▶ **EXCERPT PROVIDED**
---
These are just the basic UI classes. Find the TUIControl in our class hierarchy diagram and look at all it's descendants to discover more:)

2. Using the 2D controls

You simply create an instance of any class you like, and add it as a children of Window.Controls, CastleControl.Controls or another (parent) TUIControl. Note that TUIControl is a descendant of the standard TComponent property, so you can use the standard "ownership" mechanism to take care of freeing the UI control. In simple cases, you can make the Application or Window a parent of your UI control.

An example below shows a simple button and a label:

uses CastleWindow, CastleUIControls, CastleControls;
  Window: TCastleWindow;
  MyLabel: TCastleLabel;
  MyButton: TCastleButton;
  Window := TCastleWindow.Create(Application);
  MyButton := TCastleButton.Create(Application);
  MyButton.Caption := 'Click me!';
  MyButton.Anchor(vpBottom, 10);
  MyLabel := TCastleLabel.Create(Application);
  MyLabel.Caption := 'Click on the button!';
  { position label such that it's over the button }
  MyLabel.Anchor(vpBottom, 10 + MyButton.CalculatedHeight + 10);

Remember that at any time, you can add and remove the controls. You can also make a control temporarily "not existing" (not visible, not handling inputs and so on — just like it would not be present on the controls list at all) by flipping it's Exists property.
---
▶ **OBJECTIVE A**
Reproduce the records from the line containing "table, shaped like this sample" through the end of the records, both ends included, keeping the requests as they are. Multiply every answer coordinate by 2.55 and round to a whole number, with halves rounded up, but leave the requests and their sample coordinates unchanged.

▶ **Extracted data entries**
---
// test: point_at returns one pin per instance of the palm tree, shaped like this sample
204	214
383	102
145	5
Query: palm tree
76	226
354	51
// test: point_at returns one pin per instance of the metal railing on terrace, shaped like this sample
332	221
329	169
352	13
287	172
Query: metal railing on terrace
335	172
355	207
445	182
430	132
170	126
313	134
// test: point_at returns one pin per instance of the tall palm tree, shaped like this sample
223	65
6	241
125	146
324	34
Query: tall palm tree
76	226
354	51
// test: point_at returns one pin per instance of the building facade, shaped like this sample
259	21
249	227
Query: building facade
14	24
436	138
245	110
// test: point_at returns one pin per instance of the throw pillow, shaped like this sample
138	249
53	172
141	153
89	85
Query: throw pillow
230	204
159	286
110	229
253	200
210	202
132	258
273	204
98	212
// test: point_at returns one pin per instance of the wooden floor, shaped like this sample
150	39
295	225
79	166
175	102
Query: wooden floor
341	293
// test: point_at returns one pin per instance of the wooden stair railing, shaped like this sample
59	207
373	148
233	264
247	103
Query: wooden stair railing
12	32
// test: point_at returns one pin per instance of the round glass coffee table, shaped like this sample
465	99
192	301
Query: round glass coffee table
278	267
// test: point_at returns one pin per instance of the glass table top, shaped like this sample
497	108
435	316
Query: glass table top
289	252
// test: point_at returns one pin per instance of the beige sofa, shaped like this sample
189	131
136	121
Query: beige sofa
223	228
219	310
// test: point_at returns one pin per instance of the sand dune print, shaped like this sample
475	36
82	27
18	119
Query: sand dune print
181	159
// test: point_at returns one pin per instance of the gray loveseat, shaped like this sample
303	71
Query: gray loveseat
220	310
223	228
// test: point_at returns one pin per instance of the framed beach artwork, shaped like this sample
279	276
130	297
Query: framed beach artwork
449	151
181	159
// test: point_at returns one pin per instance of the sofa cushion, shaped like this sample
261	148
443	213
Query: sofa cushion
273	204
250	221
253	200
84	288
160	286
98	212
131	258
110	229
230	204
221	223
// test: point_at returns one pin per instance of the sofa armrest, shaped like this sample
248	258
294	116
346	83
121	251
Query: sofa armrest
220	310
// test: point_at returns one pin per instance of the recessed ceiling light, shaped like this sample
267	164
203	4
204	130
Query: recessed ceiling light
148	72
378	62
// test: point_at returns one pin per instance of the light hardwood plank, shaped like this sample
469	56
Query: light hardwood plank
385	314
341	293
---
▶ **OBJECTIVE B**
According to the excerpt on UI controls, which property do you flip to make a control temporarily "not existing"?

▶ **TASK RESULT A**
// test: point_at returns one pin per instance of the round glass coffee table, shaped like this sample
465	99
192	301
Query: round glass coffee table
709	681
// test: point_at returns one pin per instance of the glass table top, shaped like this sample
497	108
435	316
Query: glass table top
737	643
// test: point_at returns one pin per instance of the beige sofa, shaped like this sample
189	131
136	121
Query: beige sofa
569	581
558	791
// test: point_at returns one pin per instance of the sand dune print, shaped like this sample
475	36
82	27
18	119
Query: sand dune print
462	405
// test: point_at returns one pin per instance of the gray loveseat, shaped like this sample
303	71
Query: gray loveseat
561	791
569	581
// test: point_at returns one pin per instance of the framed beach artwork, shaped like this sample
279	276
130	297
Query: framed beach artwork
1145	385
462	405
// test: point_at returns one pin per instance of the sofa cushion, shaped like this sample
261	148
443	213
Query: sofa cushion
696	520
638	564
645	510
214	734
408	729
250	541
334	658
281	584
587	520
564	569
// test: point_at returns one pin per instance of the sofa armrest, shaped like this sample
248	258
294	116
346	83
121	251
Query: sofa armrest
561	791
// test: point_at returns one pin per instance of the recessed ceiling light, shaped like this sample
267	164
203	4
204	130
Query: recessed ceiling light
377	184
964	158
// test: point_at returns one pin per instance of the light hardwood plank, shaped like this sample
469	56
Query: light hardwood plank
982	801
870	747

▶ **TASK RESULT B**
Its Exists property.